TASK STATEMENT |
Arrange the records, from the line containing "Task: Locate every instance of kitchen wall" up to and including the line containing "[463,126,519,313]", as a Markdown table with the columns Row and Line, numbering each line and omitting blank lines and pictures.

Bounding box annotation records
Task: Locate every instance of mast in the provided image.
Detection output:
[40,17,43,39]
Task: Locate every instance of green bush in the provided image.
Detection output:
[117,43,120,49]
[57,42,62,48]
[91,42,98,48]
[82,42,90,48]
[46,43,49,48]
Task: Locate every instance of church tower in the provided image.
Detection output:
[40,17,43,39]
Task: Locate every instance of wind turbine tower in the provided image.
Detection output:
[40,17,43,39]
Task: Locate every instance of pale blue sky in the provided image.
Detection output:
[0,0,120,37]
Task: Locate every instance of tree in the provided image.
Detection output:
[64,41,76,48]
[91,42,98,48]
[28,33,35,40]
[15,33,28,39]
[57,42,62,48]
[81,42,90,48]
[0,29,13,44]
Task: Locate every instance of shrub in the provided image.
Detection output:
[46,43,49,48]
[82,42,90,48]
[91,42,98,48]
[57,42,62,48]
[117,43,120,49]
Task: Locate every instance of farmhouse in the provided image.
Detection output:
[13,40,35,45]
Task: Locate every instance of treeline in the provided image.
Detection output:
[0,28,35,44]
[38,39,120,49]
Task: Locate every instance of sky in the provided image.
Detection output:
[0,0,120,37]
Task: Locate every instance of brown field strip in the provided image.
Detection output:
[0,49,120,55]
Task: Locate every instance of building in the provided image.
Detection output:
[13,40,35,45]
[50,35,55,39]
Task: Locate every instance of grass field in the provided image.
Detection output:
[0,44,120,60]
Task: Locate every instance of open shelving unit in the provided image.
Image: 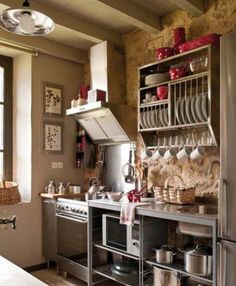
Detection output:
[146,258,213,285]
[138,45,220,149]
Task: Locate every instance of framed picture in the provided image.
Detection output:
[43,121,63,153]
[43,82,63,116]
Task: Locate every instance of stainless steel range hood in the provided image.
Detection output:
[66,101,137,145]
[66,41,137,145]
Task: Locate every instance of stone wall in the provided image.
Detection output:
[123,0,236,196]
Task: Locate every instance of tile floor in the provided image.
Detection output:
[31,268,87,286]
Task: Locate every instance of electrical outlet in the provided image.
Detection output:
[51,162,58,169]
[57,162,63,169]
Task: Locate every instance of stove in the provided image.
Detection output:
[56,198,88,218]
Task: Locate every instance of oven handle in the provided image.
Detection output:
[56,214,88,223]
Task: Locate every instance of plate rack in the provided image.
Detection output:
[138,45,220,149]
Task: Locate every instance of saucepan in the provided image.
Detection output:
[179,245,213,276]
[153,245,176,264]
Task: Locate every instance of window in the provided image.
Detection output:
[0,56,13,180]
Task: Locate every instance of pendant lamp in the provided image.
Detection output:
[0,0,55,36]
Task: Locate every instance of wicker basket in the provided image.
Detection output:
[154,175,195,205]
[0,180,21,205]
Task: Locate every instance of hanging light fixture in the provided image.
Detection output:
[0,0,55,36]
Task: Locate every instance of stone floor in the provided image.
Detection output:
[31,268,87,286]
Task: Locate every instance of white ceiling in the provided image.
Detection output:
[0,0,205,54]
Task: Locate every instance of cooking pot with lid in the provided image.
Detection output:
[180,245,213,276]
[153,245,176,264]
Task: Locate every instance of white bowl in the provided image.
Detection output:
[107,192,123,202]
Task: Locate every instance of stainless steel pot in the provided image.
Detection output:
[153,245,176,264]
[181,245,212,276]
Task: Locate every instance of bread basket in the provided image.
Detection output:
[154,175,195,205]
[0,180,21,205]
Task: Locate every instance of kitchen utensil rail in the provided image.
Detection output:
[146,258,213,285]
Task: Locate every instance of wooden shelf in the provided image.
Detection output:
[39,193,85,199]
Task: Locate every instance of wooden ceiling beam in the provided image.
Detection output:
[0,0,122,44]
[168,0,205,16]
[96,0,161,33]
[0,29,89,64]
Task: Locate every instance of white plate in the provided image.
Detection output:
[150,110,156,128]
[185,96,194,124]
[163,108,168,126]
[202,93,208,121]
[143,111,148,129]
[191,96,199,123]
[175,98,183,125]
[159,109,165,127]
[146,109,152,128]
[140,112,145,129]
[180,97,188,124]
[155,109,160,127]
[195,94,205,122]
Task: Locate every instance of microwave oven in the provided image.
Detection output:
[102,213,168,257]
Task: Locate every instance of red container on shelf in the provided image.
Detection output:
[179,34,221,53]
[156,47,174,60]
[156,85,168,100]
[173,27,185,54]
[169,66,186,80]
[79,85,90,100]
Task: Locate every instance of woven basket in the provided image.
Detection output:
[154,175,195,205]
[0,180,21,205]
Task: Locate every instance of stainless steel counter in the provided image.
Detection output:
[89,199,218,226]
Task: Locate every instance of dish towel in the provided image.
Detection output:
[120,203,148,225]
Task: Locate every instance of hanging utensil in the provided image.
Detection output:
[122,148,135,184]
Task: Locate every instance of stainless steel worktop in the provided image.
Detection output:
[89,199,218,226]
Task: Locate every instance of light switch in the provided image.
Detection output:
[57,162,63,169]
[51,162,57,169]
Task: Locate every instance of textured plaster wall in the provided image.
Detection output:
[123,0,236,196]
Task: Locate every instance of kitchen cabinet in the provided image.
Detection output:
[75,123,95,168]
[88,200,217,286]
[42,198,57,268]
[138,45,220,148]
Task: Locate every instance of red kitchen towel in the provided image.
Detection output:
[120,203,148,225]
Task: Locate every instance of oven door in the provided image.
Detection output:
[102,214,127,251]
[56,213,87,266]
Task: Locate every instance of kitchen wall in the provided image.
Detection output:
[120,0,236,196]
[0,54,84,267]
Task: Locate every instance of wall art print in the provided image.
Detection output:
[43,82,63,116]
[43,121,63,153]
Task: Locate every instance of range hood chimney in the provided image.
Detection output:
[66,41,137,145]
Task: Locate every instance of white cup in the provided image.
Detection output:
[141,149,152,160]
[176,147,191,160]
[164,148,177,160]
[190,146,204,160]
[145,93,152,101]
[151,149,165,160]
[69,185,81,194]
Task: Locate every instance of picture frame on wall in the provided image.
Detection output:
[43,82,63,117]
[43,121,63,153]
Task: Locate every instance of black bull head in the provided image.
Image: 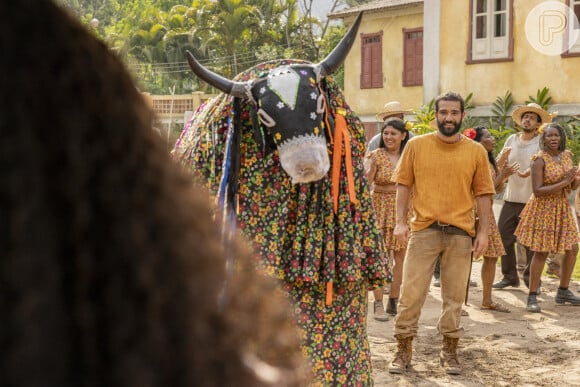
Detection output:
[187,13,362,183]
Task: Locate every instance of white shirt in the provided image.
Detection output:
[502,133,540,203]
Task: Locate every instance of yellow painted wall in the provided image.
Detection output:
[440,0,580,105]
[344,4,423,117]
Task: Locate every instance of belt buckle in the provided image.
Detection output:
[437,221,451,234]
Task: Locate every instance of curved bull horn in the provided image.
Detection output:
[186,50,249,99]
[316,12,362,78]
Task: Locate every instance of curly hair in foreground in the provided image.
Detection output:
[0,0,307,387]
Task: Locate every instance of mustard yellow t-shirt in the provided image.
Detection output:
[392,132,495,236]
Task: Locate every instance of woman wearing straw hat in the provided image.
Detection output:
[515,123,580,313]
[493,103,552,289]
[365,118,409,321]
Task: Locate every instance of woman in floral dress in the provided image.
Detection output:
[366,118,409,321]
[515,123,580,313]
[463,126,519,313]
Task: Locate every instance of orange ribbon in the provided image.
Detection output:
[326,281,332,306]
[332,108,358,214]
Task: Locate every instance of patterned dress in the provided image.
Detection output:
[173,60,388,386]
[368,148,406,251]
[483,163,505,257]
[515,151,580,253]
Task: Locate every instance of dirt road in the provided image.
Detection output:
[368,262,580,387]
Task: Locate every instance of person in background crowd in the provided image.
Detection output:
[493,103,552,289]
[367,101,413,153]
[389,92,495,374]
[365,118,409,321]
[463,126,517,313]
[515,123,580,313]
[0,0,309,387]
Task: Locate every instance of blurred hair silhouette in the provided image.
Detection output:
[0,0,308,387]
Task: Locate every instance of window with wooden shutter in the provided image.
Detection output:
[403,28,423,86]
[467,0,513,62]
[360,31,383,89]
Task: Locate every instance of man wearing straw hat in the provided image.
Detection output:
[367,101,413,153]
[493,103,552,289]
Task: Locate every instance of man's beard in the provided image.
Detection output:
[437,120,463,137]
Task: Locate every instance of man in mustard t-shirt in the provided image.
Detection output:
[389,92,495,374]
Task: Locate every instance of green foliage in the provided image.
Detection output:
[461,93,481,129]
[488,90,514,154]
[411,99,435,134]
[554,116,580,164]
[56,0,336,94]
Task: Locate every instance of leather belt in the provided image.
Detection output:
[429,222,470,236]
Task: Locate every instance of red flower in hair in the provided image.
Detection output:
[463,128,477,140]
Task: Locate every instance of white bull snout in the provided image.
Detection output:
[278,135,330,184]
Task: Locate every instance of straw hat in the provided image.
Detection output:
[512,102,552,125]
[375,101,413,121]
[429,118,439,130]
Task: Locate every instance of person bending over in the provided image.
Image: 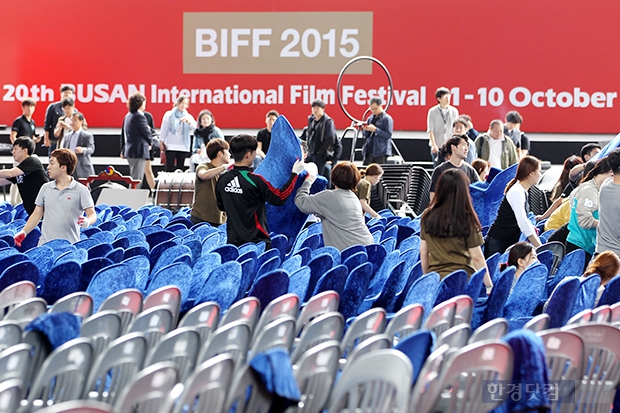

WRITTEN ANSWER |
| Row | Line |
|---|---|
| 1 | Task: Locate every instance of kitchen wall in the provided image. |
| 2 | Detection output: |
| 3 | [120,0,236,196] |
| 4 | [0,54,84,267] |
| 5 | Task: Locate every instance of wall art print in the provided image. |
| 6 | Detection output: |
| 7 | [43,82,63,116] |
| 8 | [43,121,63,153] |
| 9 | Task: Locate every instance of range hood chimney in the provided image. |
| 10 | Detection output: |
| 11 | [66,41,137,145] |
| 12 | Task: Locate every instance of white cup in the provided image. |
| 13 | Detection output: |
| 14 | [141,149,152,160] |
| 15 | [176,147,191,160] |
| 16 | [164,148,177,160] |
| 17 | [190,146,204,160] |
| 18 | [145,93,152,101] |
| 19 | [151,149,165,160] |
| 20 | [69,185,81,194] |
| 21 | Task: Locate every instance of picture frame on wall in the provided image. |
| 22 | Detection output: |
| 23 | [43,82,63,117] |
| 24 | [43,121,63,153] |
| 25 | Task: Locate every instance of black bull head in the provided image. |
| 26 | Image:  |
| 27 | Detection output: |
| 28 | [187,13,362,183] |
| 29 | Task: Locate every instance of white shirt in the provided image. |
| 30 | Detection output: |
| 31 | [502,133,540,203] |
| 32 | Task: Locate every instance of yellow painted wall in the provided image. |
| 33 | Detection output: |
| 34 | [440,0,580,105] |
| 35 | [344,4,423,117] |
| 36 | Task: Locate every instance of belt buckle in the provided image. |
| 37 | Detection output: |
| 38 | [437,221,451,234] |
| 39 | Task: Locate every instance of curved bull horn in the provided image. |
| 40 | Detection output: |
| 41 | [186,50,249,99] |
| 42 | [316,12,362,78] |
| 43 | Task: Locate every instance of curly hair in foreground in the provided image. |
| 44 | Detection output: |
| 45 | [0,0,307,387] |
| 46 | Task: Locate every instance of mustard yellow t-shirt in the provided image. |
| 47 | Detection output: |
| 48 | [392,132,495,236] |
| 49 | Task: Locate every instance of woman wearing straw hat in the provided image. |
| 50 | Detection output: |
| 51 | [515,123,580,313] |
| 52 | [493,103,552,289] |
| 53 | [365,118,409,321] |
| 54 | Task: Locate every instance of woman in floral dress in the provided image. |
| 55 | Detection output: |
| 56 | [366,118,409,321] |
| 57 | [515,123,580,313] |
| 58 | [463,126,519,313] |